Motivated by this gap, we present GAME-YOLO, an end-to-end detection framework whose design is fundamentally guided by the principles of Bayesian inference and probabilistic reasoning, tailored explicitly for the high-uncertainty regime of LSS UAV detection. Our core insight is to re-interpret and augment key components of a modern, efficient detector like YOLOv11 [
3] through a probabilistic lens. We deliberately avoid the computational prohibitive path of full Bayesian neural networks, which are unsuitable for real-time tasks, and instead embed strategically designed, Bayesian-inspired mechanisms that enhance robustness and calibration without sacrificing efficiency:
- (1)
The Visibility Enhancement Module (VEM) [
4] acts as a prior, probabilistically inferring the latent, clear image from a noisy, degraded observation.
- (2)
The Global Attention mechanism [
5] functions as a data-dependent prior, guiding the model to focus computational resources on image regions most likely to contain objects, reducing uncertainty from cluttered backgrounds.
- (3)

_Recorded data_
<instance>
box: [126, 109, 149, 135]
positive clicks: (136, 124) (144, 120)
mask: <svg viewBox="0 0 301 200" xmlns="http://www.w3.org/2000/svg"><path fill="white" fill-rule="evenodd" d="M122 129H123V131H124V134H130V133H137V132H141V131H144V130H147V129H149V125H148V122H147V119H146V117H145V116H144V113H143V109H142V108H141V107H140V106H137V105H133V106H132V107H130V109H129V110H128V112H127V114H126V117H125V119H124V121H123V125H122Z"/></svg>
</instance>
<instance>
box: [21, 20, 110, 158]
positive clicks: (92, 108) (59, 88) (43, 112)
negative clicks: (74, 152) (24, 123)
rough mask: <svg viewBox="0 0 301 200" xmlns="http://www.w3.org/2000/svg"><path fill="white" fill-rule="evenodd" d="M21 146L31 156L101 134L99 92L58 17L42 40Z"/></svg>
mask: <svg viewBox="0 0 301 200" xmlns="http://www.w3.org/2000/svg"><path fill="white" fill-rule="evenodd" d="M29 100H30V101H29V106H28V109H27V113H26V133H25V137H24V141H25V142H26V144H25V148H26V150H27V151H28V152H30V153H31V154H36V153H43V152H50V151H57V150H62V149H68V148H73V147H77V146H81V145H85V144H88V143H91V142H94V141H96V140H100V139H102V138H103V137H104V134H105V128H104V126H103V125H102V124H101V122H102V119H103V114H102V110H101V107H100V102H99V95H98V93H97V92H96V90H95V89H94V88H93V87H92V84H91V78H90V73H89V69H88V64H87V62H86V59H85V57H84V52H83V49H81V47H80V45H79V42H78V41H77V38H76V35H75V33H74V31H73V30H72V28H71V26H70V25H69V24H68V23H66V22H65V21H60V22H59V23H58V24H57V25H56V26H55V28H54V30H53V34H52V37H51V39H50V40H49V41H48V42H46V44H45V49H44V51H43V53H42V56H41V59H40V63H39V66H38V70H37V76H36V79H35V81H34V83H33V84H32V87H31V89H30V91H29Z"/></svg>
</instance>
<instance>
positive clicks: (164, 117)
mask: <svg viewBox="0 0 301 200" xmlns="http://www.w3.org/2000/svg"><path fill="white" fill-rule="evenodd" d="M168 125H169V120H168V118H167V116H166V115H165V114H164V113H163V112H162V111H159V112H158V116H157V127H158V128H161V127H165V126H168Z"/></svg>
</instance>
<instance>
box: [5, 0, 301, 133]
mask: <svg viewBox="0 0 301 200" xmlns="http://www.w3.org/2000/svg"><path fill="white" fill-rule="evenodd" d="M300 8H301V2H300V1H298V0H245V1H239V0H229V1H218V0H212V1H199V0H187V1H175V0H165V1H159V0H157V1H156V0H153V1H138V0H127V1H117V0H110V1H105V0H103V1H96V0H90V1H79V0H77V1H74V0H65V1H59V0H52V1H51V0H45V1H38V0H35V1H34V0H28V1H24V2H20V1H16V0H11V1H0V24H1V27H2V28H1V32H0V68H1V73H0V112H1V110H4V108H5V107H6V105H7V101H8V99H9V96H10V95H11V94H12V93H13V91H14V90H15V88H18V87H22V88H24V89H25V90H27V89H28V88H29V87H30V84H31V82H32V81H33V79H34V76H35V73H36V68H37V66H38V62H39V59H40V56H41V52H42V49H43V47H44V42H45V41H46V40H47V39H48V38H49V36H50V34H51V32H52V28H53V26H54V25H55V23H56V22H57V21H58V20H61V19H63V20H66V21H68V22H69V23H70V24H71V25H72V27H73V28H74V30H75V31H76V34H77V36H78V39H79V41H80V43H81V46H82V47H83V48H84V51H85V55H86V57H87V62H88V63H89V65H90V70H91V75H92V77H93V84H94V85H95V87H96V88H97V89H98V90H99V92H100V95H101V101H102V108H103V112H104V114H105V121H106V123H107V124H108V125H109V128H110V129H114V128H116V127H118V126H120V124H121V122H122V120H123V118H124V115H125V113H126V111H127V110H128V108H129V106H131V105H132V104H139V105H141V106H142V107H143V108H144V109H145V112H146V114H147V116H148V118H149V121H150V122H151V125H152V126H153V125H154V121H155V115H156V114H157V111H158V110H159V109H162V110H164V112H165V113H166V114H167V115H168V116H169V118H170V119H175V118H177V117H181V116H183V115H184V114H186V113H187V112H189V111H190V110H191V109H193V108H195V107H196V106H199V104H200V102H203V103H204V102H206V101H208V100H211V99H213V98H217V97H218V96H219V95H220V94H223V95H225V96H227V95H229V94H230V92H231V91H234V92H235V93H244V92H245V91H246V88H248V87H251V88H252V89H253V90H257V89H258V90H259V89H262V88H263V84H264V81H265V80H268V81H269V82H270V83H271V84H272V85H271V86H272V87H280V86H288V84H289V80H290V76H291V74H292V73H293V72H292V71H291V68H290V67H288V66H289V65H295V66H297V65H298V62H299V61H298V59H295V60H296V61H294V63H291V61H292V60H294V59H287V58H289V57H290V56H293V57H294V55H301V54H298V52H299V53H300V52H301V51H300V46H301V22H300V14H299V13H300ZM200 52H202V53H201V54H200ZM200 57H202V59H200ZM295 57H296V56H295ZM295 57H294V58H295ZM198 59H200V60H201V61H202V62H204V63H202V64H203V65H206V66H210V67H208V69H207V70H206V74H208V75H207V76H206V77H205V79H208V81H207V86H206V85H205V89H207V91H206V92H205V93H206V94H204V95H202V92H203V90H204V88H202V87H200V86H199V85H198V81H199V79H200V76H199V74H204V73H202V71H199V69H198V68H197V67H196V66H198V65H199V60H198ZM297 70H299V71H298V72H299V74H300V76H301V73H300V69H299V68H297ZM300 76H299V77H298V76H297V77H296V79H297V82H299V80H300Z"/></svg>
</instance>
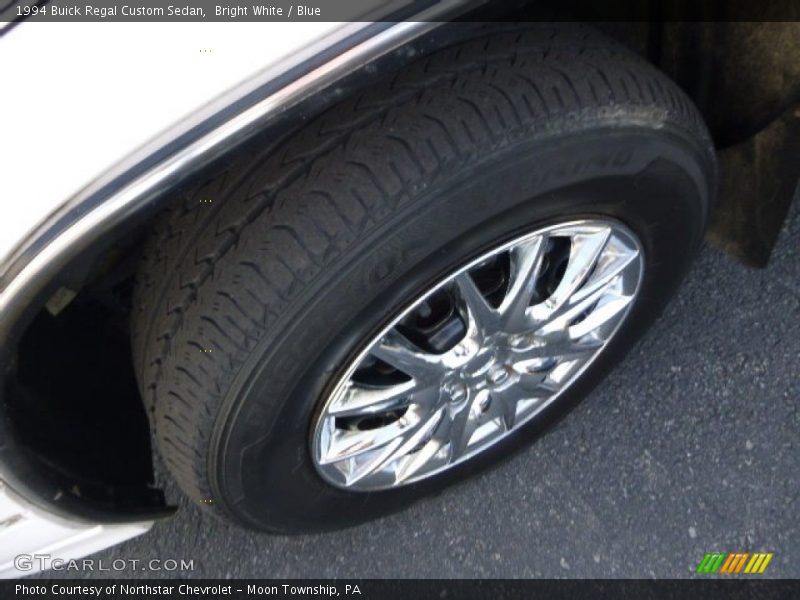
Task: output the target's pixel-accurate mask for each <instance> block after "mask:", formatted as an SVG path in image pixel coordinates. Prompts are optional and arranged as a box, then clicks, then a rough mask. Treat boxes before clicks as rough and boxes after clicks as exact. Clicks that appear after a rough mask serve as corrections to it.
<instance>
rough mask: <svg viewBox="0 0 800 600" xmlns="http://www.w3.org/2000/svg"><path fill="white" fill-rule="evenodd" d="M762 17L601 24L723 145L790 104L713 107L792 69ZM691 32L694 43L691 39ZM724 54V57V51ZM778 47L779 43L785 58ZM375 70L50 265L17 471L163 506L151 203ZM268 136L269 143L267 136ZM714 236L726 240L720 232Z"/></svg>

_Exercise requirements_
1. In the GAME-YOLO passage, which detector's components are re-interpreted through a probabilistic lens?
2. Summarize the GAME-YOLO passage in two sentences.
3. Continue the GAME-YOLO passage from the point where it stops.

_Answers provided_
1. YOLOv11.

2. GAME-YOLO is an end-to-end detection framework guided by Bayesian inference and probabilistic reasoning, built for the high-uncertainty setting of LSS UAV detection by reworking components of YOLOv11. Rather than using full Bayesian neural networks, which are too costly for real-time tasks, it adds Bayesian-inspired mechanisms such as a Visibility Enhancement Module that infers a clear image from a degraded one and a Global Attention mechanism that focuses the model on regions likely to contain objects.

3.
The Adaptive Multi-Scale Fusion mimics Bayesian [
6] model averaging, dynamically combining evidence from different feature scales to arrive at a more robust and uncertainty-reduced prediction.
- (4)
The Shape-Aware Loss [
7] can be viewed as shaping the posterior distribution over bounding boxes, penalizing implausible shapes and encouraging predictions that are consistent with the data and prior geometric knowledge.
By integrating these components, GAME-YOLO moves beyond a purely deterministic mapping. It embodies a practical application of Bayesian thinking for edge deployment, where efficiently managing predictive uncertainty is paramount for reliability. We demonstrate through extensive experiments that this approach not only achieves state-of-the-art accuracy on challenging benchmarks like LSS2025-DET but also leads to better-calibrated and more trustworthy detection outputs in low-visibility scenarios, thus providing a crucial step towards dependable autonomous surveillance systems.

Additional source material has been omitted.